:: TASK BRIEF ::
Taking the line with "Target: foot" as the first and the last line of the entries as the final one, copy that span exactly.
+ + + +
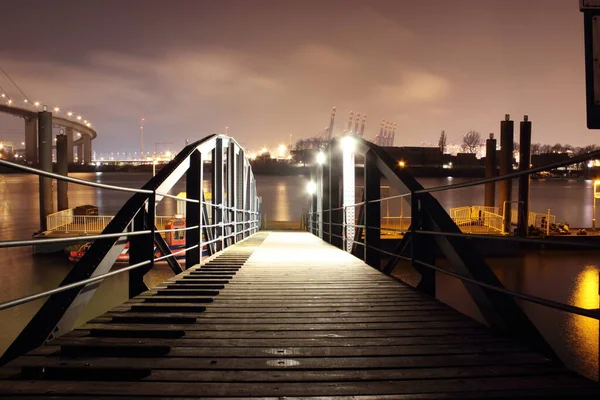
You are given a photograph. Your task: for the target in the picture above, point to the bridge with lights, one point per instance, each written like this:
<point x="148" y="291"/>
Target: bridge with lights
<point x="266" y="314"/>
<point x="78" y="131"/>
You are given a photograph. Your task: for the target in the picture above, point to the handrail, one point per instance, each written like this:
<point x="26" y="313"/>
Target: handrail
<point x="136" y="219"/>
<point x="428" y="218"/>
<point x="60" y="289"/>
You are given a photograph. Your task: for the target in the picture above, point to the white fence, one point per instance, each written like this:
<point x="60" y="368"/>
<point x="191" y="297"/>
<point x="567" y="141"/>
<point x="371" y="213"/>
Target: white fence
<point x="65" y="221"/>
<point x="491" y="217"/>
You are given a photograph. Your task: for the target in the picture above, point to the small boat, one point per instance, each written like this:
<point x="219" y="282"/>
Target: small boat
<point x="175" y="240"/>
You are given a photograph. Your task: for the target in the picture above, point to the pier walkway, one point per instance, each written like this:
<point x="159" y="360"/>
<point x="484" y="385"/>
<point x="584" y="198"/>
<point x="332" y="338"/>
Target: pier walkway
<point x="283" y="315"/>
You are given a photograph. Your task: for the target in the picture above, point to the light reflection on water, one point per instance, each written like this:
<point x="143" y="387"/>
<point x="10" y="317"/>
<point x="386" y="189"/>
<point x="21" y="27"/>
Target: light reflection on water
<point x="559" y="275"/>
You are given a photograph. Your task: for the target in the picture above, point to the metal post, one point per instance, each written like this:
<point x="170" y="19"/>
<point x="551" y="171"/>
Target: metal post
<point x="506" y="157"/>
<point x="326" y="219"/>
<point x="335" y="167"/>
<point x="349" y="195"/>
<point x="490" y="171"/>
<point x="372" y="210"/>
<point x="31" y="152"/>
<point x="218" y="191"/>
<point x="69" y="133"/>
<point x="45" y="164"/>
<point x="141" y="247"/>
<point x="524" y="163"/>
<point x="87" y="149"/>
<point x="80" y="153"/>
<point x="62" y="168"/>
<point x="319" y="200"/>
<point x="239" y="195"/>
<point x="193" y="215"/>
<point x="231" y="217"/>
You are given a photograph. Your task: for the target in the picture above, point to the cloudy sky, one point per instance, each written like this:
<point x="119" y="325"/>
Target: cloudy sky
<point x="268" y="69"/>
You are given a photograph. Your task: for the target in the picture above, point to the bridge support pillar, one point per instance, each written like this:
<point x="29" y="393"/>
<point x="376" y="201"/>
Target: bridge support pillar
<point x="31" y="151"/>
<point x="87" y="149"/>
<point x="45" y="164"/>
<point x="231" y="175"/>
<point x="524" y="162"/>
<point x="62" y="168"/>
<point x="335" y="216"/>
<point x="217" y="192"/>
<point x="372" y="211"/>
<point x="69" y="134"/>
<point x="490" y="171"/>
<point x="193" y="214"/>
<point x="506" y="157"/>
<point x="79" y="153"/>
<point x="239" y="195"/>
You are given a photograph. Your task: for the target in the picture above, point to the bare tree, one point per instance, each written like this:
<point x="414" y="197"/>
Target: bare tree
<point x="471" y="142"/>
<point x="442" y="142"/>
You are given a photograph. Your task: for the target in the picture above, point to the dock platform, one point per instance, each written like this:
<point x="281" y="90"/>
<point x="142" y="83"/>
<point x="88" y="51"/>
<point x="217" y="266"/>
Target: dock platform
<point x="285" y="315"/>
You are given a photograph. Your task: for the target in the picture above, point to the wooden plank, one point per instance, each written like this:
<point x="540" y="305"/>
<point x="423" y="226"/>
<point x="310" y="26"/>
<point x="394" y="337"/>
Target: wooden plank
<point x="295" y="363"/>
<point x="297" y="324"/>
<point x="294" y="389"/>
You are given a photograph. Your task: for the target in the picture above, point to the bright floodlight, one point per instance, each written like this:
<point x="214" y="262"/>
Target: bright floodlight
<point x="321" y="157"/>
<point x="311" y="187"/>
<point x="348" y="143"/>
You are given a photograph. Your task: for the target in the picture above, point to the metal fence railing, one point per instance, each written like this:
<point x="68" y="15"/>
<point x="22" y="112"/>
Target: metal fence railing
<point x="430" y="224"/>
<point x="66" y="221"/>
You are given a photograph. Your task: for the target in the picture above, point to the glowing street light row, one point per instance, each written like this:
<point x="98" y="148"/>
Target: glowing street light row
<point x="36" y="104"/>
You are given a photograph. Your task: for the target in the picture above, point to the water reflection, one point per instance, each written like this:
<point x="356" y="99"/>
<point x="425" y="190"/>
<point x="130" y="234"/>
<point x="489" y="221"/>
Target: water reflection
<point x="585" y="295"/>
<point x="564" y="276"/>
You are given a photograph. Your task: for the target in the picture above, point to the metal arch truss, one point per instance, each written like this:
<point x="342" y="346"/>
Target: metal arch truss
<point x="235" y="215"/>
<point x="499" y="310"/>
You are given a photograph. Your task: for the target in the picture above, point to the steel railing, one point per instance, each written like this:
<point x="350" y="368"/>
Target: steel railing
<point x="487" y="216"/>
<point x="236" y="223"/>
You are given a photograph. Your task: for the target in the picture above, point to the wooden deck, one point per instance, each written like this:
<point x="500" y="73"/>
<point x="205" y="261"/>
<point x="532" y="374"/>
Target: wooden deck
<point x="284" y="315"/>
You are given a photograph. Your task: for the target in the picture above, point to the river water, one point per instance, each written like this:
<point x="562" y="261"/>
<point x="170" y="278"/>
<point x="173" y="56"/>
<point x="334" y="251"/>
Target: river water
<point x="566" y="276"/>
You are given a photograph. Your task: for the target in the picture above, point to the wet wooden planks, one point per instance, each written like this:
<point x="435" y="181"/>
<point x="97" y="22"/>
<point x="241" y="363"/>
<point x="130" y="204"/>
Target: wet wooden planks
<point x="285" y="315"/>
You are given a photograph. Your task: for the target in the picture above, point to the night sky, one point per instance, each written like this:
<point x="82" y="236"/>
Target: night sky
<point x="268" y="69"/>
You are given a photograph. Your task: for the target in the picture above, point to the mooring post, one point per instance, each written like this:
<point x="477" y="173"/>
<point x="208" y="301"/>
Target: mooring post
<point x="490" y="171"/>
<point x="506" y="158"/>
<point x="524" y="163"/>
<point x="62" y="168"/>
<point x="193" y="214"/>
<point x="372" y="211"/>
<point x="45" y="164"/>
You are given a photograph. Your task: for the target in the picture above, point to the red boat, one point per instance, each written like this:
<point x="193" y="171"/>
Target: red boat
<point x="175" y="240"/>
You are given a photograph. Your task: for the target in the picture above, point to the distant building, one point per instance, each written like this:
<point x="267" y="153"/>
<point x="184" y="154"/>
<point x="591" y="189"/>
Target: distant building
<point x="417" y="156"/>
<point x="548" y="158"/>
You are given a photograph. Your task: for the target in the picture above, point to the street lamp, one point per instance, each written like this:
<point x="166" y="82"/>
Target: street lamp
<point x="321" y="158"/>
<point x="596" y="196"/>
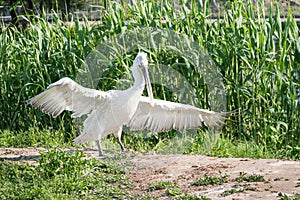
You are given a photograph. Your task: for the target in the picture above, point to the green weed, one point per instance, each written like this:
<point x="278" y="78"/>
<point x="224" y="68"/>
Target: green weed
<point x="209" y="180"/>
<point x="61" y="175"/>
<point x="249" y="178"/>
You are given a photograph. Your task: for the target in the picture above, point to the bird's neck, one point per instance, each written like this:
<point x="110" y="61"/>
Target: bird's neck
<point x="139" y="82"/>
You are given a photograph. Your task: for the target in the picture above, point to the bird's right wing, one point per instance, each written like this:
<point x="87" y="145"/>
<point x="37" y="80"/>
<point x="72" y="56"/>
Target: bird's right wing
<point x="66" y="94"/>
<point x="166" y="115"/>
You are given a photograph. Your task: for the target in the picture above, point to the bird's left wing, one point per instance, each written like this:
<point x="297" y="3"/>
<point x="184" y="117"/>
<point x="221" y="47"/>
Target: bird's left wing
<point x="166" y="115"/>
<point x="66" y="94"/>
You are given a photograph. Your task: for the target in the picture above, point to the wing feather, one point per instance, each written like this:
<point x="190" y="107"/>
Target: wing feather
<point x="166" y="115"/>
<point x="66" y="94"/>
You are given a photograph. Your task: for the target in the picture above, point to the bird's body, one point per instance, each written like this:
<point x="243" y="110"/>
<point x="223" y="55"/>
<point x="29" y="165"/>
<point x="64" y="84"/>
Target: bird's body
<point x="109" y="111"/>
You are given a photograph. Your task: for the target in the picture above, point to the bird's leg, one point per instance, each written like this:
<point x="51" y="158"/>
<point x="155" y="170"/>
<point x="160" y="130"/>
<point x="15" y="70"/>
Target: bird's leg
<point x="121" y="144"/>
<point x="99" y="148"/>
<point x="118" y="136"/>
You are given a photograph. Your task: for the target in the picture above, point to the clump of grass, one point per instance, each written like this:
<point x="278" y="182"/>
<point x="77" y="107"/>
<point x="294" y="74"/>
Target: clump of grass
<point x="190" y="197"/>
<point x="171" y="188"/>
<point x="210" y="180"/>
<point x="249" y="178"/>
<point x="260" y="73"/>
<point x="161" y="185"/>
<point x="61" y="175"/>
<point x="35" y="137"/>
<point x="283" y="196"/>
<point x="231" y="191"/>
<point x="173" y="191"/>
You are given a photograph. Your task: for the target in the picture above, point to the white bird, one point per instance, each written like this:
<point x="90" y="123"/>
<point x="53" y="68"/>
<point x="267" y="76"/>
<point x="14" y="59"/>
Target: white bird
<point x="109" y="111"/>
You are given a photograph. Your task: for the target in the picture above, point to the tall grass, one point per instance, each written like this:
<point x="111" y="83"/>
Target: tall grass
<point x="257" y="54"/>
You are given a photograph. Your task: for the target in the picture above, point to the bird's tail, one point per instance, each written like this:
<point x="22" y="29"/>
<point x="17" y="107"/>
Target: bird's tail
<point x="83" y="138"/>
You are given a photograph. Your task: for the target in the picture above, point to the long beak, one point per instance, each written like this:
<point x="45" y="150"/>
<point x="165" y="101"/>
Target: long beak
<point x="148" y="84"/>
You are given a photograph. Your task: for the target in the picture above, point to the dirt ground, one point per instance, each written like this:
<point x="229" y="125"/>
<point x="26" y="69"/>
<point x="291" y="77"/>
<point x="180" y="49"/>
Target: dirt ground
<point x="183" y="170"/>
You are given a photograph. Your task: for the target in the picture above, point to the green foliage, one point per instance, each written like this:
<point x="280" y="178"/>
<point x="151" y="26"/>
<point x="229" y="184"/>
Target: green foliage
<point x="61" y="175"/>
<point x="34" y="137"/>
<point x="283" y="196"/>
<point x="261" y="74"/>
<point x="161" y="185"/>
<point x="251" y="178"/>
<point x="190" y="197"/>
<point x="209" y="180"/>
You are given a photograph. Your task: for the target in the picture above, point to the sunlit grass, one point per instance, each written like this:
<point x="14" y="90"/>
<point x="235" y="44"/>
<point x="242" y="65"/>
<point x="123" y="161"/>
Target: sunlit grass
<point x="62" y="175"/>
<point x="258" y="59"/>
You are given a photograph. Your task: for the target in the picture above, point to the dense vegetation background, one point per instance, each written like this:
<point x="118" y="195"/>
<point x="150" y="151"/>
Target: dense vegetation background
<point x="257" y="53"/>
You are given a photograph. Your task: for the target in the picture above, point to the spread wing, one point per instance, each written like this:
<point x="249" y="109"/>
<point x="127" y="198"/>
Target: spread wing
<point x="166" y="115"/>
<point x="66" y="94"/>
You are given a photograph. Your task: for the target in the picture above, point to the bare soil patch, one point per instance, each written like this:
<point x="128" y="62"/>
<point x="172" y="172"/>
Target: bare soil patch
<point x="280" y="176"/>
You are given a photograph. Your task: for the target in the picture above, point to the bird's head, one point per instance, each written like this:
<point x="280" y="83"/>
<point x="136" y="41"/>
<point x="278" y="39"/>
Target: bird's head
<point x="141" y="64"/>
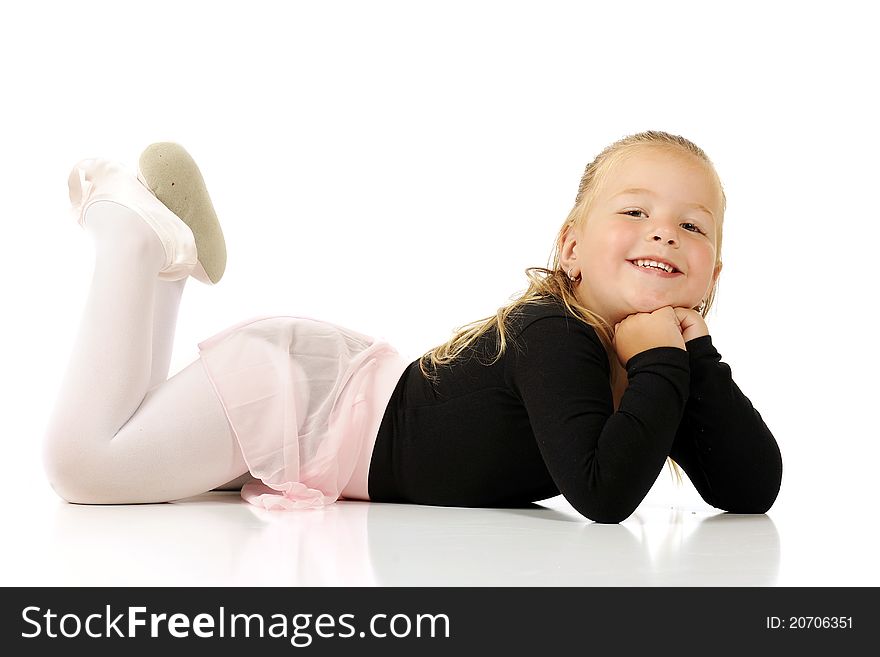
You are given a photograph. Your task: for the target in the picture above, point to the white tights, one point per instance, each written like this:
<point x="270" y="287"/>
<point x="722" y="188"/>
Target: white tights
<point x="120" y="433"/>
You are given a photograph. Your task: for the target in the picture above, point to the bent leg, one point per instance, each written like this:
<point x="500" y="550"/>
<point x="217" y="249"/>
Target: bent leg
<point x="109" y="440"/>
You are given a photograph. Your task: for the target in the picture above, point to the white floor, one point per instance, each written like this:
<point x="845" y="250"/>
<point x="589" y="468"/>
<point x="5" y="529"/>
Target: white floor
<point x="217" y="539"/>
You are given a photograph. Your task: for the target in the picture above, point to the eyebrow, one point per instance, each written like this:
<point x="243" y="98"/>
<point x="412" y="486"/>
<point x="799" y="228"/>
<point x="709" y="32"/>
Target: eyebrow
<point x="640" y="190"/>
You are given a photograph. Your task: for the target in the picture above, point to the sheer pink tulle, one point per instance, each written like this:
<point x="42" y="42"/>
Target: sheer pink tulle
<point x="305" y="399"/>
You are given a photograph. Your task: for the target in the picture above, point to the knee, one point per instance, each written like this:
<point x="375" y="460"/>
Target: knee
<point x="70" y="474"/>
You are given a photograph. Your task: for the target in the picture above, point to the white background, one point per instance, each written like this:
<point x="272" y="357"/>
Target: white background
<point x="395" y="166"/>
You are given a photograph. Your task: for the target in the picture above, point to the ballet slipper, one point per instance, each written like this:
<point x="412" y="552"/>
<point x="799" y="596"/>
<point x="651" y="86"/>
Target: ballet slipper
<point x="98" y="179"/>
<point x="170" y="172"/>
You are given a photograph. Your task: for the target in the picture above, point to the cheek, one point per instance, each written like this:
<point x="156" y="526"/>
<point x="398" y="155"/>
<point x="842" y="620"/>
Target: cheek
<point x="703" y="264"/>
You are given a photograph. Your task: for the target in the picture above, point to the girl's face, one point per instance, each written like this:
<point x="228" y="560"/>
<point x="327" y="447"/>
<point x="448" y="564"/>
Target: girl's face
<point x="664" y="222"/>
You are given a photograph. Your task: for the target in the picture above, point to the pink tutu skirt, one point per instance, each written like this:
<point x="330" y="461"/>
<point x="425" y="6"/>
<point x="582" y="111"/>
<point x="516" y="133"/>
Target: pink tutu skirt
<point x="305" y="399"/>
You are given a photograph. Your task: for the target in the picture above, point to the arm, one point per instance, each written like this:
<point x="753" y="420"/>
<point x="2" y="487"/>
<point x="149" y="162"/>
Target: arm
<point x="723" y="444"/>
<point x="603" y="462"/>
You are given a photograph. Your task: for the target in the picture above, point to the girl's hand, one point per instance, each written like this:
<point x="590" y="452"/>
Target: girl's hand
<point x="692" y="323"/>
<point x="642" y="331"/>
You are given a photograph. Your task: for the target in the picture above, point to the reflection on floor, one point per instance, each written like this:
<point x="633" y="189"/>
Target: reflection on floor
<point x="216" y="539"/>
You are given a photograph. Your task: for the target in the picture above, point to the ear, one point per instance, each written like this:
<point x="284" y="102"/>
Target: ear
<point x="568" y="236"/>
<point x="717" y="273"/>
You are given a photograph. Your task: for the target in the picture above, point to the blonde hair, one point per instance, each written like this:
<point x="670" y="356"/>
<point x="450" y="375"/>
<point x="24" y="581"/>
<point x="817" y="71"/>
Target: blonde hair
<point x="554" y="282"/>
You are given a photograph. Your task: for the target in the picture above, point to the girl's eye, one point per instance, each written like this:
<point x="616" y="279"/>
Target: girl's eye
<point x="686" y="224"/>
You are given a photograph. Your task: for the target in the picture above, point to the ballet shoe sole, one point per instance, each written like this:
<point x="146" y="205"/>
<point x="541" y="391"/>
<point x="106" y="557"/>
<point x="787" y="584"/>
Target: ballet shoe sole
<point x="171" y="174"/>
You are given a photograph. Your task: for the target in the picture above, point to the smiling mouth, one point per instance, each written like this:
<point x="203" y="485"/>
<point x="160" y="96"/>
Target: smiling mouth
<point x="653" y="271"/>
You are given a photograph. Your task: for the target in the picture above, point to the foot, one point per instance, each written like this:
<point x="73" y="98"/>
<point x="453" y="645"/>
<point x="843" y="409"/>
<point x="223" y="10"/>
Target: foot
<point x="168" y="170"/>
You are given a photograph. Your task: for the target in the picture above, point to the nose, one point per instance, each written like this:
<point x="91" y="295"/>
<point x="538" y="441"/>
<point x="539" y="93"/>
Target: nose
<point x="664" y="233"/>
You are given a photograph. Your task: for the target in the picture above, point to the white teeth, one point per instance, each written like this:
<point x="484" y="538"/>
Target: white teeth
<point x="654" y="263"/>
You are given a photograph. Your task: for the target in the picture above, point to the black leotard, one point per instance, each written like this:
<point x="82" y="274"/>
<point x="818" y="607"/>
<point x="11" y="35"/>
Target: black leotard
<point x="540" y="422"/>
+ + + +
:: ANSWER TO THIS TASK ::
Target: foot
<point x="168" y="170"/>
You are given a photograph. Your task: for the target in the picture above, point to the nose, one point per instance, each written like this:
<point x="91" y="295"/>
<point x="538" y="441"/>
<point x="539" y="93"/>
Target: nose
<point x="664" y="233"/>
You are given a photograph. Your task: for the target in the picture above, point to the white teeth, one point per instance, each written like this:
<point x="484" y="538"/>
Target: white teeth
<point x="654" y="263"/>
You are given a photograph. Your task: for the target in the picture above, point to the black leotard, one point per instance, each written like this:
<point x="82" y="274"/>
<point x="818" y="607"/>
<point x="11" y="35"/>
Target: black leotard
<point x="540" y="422"/>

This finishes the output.